Voice Disorders

Vocal cords, also called vocal folds, make it possible for you to talk, sing, and make other sounds. The quality of the voice is affected when vocal cords do not work properly. Voice disorders result in hoarseness, breathiness, roughness, harshness, weakness or a "scratchy" voice. 

Patients can be seen by Texas Children's experts in Ear Nose and Throat (Otolaryngology) and Speech, Language and Learning.

Causes & Risk Factors

Voice disorders are often the result of straining your vocal cords, but can also be caused by injury, disease and other factors.

Causes include:

  • Head and neck injuries
  • Tumors
  • Disease
  • Surgery
  • Stroke
  • Vocal cord nodules and polyps
  • Damage to the vagus nerve
  • Allergies
  • Smoking
  • Tense muscles
  • Overuse (such as too much singing)
  • Talking loudly
  • Paradoxical vocal fold movement (also known as vocal cord dysfunction)
  • Vocal cord paralysis

Cause of vocal cord paralysis:

  • Damage to one of the branches of the vagus nerve. The vagus nerve runs from the brainstem to the larynx (voice box) and controls vocal cord movement.

####################

Transcribe everything in the voice disorders text from "Vocal cords, also" down to "and other factors.", keeping the wording unchanged.

####################

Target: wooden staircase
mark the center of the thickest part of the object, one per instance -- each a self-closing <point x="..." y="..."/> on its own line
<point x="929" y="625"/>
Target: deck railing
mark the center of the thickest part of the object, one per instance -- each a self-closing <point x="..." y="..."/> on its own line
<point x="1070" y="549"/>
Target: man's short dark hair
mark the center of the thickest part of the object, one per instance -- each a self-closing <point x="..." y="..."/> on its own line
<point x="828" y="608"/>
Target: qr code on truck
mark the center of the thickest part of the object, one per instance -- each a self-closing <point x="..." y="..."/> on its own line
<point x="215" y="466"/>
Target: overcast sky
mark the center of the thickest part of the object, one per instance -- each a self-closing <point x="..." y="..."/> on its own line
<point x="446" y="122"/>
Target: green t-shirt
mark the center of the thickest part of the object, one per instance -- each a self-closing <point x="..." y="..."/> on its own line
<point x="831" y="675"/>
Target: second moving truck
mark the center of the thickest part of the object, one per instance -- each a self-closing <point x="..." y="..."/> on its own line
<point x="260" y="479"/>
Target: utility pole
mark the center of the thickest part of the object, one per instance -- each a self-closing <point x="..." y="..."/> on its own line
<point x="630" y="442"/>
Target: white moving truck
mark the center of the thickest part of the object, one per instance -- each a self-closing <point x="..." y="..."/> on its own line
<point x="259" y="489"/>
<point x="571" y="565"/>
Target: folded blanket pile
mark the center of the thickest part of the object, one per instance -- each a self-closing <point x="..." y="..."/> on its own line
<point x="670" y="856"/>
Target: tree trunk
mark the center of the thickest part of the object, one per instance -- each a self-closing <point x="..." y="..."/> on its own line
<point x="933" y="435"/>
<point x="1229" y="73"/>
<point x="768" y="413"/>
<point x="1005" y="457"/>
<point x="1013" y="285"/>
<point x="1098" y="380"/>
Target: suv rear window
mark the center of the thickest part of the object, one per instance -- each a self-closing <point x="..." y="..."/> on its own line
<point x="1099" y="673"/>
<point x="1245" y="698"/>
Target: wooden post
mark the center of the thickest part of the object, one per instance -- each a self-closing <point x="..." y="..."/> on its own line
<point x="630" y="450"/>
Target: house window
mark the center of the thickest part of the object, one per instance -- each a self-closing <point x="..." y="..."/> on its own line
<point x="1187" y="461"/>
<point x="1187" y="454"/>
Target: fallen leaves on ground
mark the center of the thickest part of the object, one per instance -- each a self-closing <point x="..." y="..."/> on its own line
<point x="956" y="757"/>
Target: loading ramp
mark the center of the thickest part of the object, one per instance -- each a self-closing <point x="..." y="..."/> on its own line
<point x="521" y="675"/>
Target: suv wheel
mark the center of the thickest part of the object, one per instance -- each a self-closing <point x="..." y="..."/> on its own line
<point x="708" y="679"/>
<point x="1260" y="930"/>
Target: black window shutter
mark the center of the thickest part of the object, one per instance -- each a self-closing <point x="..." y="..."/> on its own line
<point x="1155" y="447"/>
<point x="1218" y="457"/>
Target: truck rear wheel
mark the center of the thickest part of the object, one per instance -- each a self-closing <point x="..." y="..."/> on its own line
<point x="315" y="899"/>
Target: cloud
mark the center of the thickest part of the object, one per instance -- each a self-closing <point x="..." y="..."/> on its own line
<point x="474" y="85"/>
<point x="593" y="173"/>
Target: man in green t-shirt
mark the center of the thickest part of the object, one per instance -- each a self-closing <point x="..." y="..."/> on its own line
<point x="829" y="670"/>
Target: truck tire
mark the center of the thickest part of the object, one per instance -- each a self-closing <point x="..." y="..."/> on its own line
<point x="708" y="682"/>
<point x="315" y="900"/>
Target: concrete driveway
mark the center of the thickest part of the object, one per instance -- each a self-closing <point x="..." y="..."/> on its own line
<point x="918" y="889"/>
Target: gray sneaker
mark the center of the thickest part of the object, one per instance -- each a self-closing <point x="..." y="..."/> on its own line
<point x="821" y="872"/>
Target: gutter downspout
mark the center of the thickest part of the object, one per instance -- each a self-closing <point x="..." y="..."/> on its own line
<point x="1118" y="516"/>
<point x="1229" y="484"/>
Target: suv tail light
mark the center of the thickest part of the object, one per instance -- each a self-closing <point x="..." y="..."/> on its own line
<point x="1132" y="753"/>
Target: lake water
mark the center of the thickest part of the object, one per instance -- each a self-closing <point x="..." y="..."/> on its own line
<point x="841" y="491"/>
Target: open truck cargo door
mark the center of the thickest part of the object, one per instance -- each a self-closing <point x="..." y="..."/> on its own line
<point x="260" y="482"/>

####################

_Answer to this problem_
Vocal cords, also called vocal folds, make it possible for you to talk, sing, and make other sounds. The quality of the voice is affected when vocal cords do not work properly. Voice disorders result in hoarseness, breathiness, roughness, harshness, weakness or a "scratchy" voice. 

Patients can be seen by Texas Children's experts in Ear Nose and Throat (Otolaryngology) and Speech, Language and Learning.

Causes & Risk Factors

Voice disorders are often the result of straining your vocal cords, but can also be caused by injury, disease and other factors.